§ **DATA TO USE**:
*-*-*
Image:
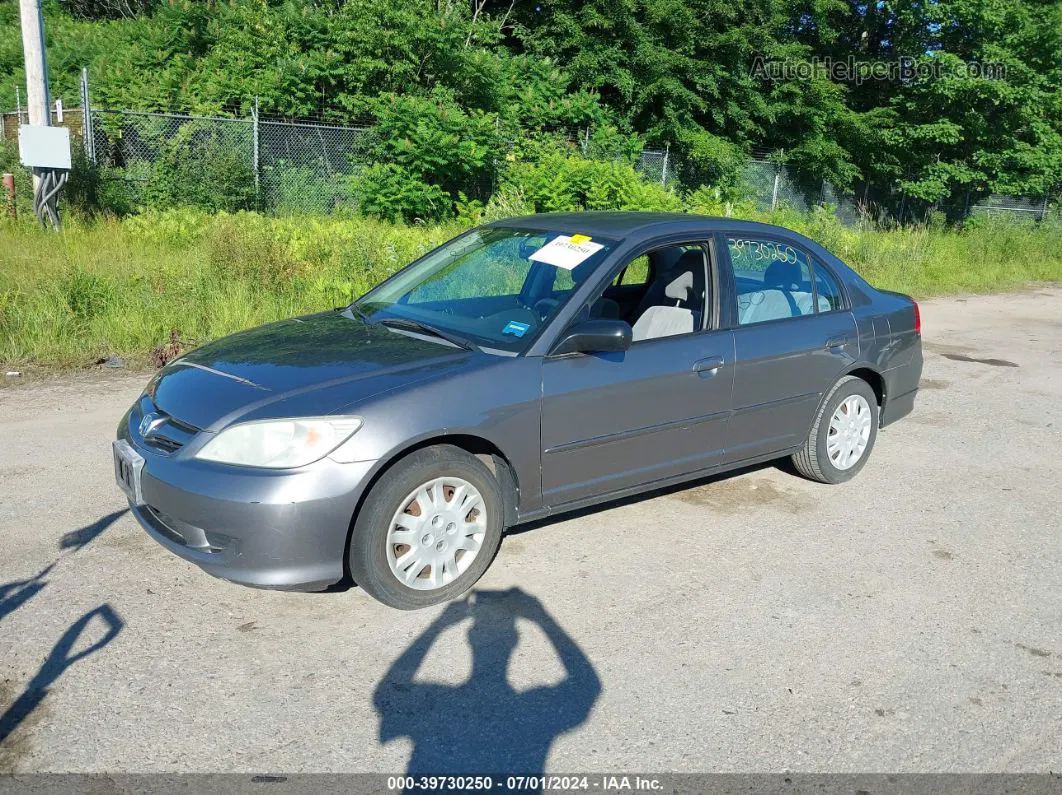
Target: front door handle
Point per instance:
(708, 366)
*-*-*
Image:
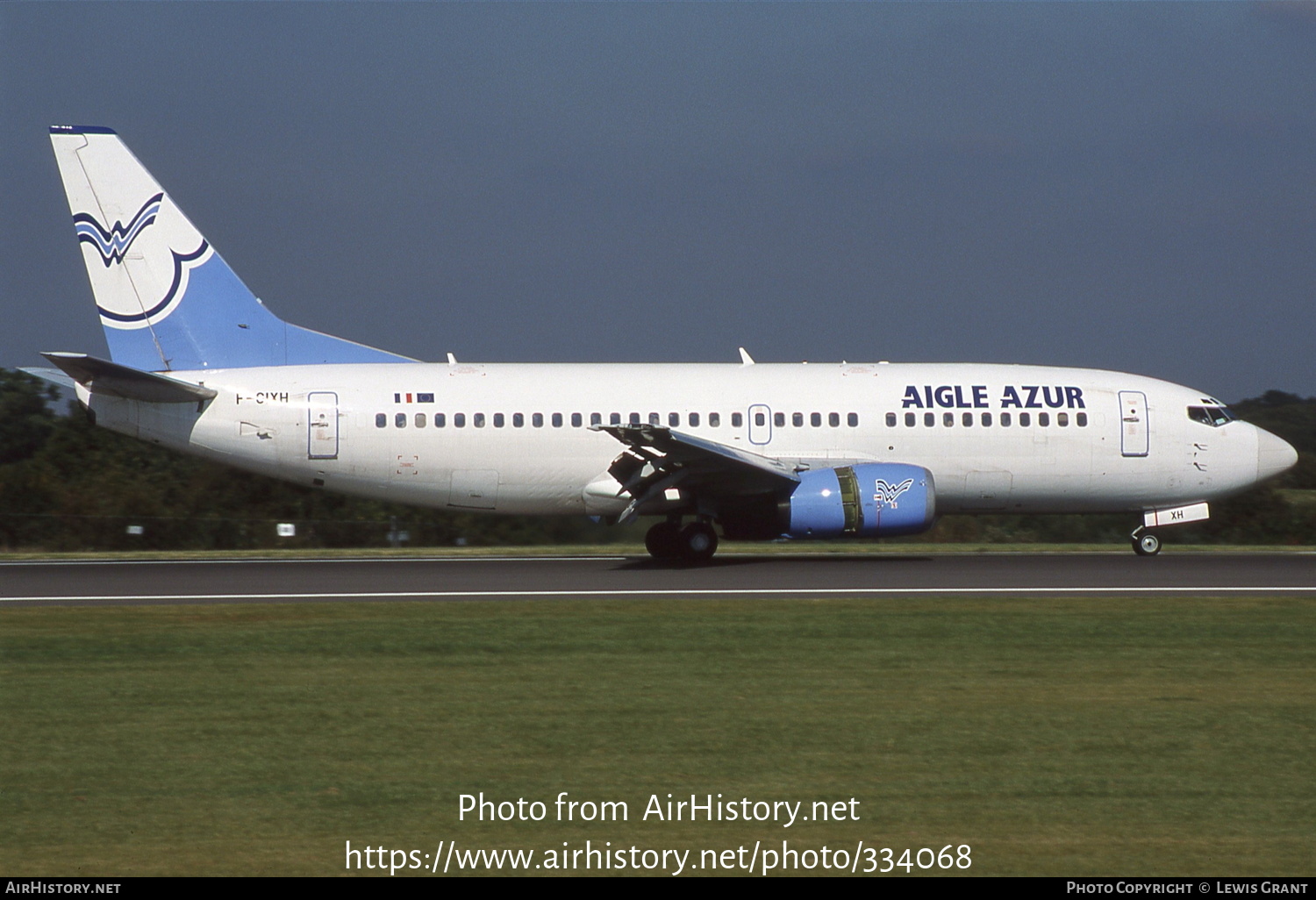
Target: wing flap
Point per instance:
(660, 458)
*-*-*
Extract each line from the rows above that contains the string "Target". Matching is case-sensitive.

Target: front door handle
Target: wing flap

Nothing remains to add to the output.